----- TEXTE À LIRE

BGE 101 Ia 77
 
15. Arrêt du 28 mai 1975 en la cause X. contre Tribunal administratif du canton de Genève.
 
Regeste
Art. 4 BV; Zinsabzug auf dem Baukredit.
 
Sachverhalt
Au cours des années 1970/1971, X. a construit une villa à T. Il y habite, avec sa famille, depuis le 1er novembre 1971. Un crédit de construction lui a été accordé par la Caisse hypothécaire du canton de Genève contre nantissement d'une cédule hypothécaire au porteur du même montant. L'intérêt fut fixé à 5 3/4%, puis à 6 et 6 1/2% par an. Ce crédit a été consolidé le 10 mars 1972.

----------
----- DONNÉES AFFICHÉES

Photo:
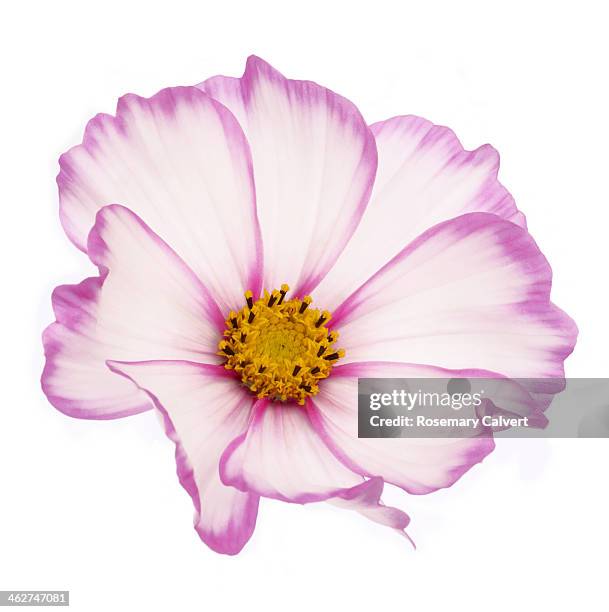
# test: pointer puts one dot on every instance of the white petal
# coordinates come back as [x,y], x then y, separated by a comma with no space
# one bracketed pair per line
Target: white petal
[314,164]
[146,304]
[424,177]
[181,162]
[204,408]
[472,292]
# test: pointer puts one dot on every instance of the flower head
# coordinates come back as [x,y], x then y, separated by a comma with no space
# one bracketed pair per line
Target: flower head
[239,226]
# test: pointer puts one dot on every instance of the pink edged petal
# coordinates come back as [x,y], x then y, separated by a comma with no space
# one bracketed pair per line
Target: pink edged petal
[281,456]
[145,304]
[180,161]
[203,408]
[472,292]
[314,164]
[424,177]
[418,465]
[366,499]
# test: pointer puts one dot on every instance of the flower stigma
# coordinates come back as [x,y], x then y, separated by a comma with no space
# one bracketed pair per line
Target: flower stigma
[280,348]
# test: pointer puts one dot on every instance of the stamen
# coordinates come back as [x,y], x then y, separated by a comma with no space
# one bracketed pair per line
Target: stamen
[306,301]
[325,316]
[279,348]
[284,289]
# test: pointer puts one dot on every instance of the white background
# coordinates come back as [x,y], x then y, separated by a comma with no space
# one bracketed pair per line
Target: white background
[95,507]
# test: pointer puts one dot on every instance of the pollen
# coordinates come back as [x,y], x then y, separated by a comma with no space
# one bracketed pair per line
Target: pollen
[280,348]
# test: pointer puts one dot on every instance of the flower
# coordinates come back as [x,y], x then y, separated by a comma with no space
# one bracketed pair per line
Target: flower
[260,248]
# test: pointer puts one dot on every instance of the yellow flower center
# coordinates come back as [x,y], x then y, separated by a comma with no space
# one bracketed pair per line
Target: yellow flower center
[280,348]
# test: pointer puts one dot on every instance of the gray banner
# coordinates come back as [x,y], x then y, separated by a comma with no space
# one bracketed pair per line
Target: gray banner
[469,407]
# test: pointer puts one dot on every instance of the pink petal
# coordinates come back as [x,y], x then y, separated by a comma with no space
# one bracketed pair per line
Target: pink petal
[146,303]
[418,465]
[203,408]
[314,163]
[366,499]
[281,456]
[472,292]
[424,177]
[181,162]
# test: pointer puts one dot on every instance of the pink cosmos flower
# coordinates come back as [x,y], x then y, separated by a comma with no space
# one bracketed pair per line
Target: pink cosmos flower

----------

▶ **EXERCICE A**:
D'après le texte à lire, depuis quand X. habite-t-il la villa avec sa famille ?
▶ **EXERCICE B**:
Relevez dans les enregistrements chaque ligne où figure la chaîne « banner ».

▶ **RÉPONSE A**:
Depuis le 1er novembre 1971.

▶ **RÉPONSE B**:
# test: pointer puts one dot on every instance of the gray banner
Target: gray banner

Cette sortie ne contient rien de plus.